• [Directive]:
In each of the rows below, swap "tuples" for "pairs" and reproduce the lines with everything else left unchanged.

• [Recorded data]:

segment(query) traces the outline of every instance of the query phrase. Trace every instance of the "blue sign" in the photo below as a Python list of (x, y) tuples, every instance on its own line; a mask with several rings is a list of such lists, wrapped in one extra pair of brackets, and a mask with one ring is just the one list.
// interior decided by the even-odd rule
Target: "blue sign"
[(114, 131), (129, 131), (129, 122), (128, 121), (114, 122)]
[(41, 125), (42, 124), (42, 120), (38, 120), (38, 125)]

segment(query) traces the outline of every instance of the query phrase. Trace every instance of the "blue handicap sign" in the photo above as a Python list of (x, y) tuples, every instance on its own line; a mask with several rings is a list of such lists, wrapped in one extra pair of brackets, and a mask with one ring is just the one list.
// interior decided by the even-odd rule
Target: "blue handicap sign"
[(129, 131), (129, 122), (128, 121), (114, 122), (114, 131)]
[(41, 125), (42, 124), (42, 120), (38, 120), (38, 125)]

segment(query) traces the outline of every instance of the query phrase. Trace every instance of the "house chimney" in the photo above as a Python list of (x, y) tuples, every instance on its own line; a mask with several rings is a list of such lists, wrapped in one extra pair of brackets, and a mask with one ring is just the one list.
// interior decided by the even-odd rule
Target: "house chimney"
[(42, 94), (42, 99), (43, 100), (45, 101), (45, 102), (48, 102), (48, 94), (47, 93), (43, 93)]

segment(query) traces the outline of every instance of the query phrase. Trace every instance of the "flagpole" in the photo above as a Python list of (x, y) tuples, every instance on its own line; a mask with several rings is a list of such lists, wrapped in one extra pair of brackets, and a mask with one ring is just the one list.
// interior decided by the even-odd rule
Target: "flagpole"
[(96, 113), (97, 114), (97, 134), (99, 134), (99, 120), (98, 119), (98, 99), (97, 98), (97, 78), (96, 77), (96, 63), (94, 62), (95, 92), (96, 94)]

• [Task response]:
segment(query) traces the outline of every instance of the query phrase. Trace every instance of the "blue sign" in the photo below as a Python list of (x, y) pairs, every instance on its own line; a mask with several rings is a list of such lists, wrapped in one extra pair of brackets, and a mask with one ring is just the one list.
// interior decided by the even-odd rule
Target: "blue sign"
[(114, 131), (129, 131), (129, 122), (128, 121), (114, 122)]
[(41, 125), (42, 124), (42, 120), (38, 120), (38, 125)]

segment(query) traces the outline of every instance of the query phrase. Trace every instance of the "blue handicap sign" in the photo above as a Python list of (x, y) pairs, every instance on its own line; a mask with several rings is a list of such lists, wrapped in one extra pair of brackets, and a mask with one ring is just the one list.
// interior decided by the even-odd rule
Target: "blue handicap sign"
[(129, 131), (129, 122), (128, 121), (114, 122), (114, 131)]
[(41, 125), (42, 124), (42, 120), (38, 120), (38, 125)]

segment(query) traces the outline of every instance of the query phrase. Trace every instance of the "house chimney" in the photo above as a Python list of (x, y) pairs, every instance on its own line; a mask with several rings is a list of such lists, wrapped in one extra pair of brackets, and a mask with one ring is just the one list.
// interior decided by the even-odd rule
Target: "house chimney"
[(42, 94), (42, 99), (43, 100), (45, 101), (45, 102), (48, 102), (48, 94), (47, 93), (43, 93)]

segment(query) traces the outline of every instance of the query phrase. Trace every instance of the "flagpole" in the photo above as a Python list of (x, y) pairs, every instance on its own line; a mask with several rings is a list of such lists, wrapped in one extra pair of brackets, and a mask with one ring is just the one list.
// interior decided by the even-odd rule
Target: "flagpole"
[(96, 113), (97, 114), (97, 134), (99, 134), (99, 120), (98, 119), (98, 99), (97, 98), (97, 78), (96, 77), (96, 63), (94, 62), (95, 92), (96, 94)]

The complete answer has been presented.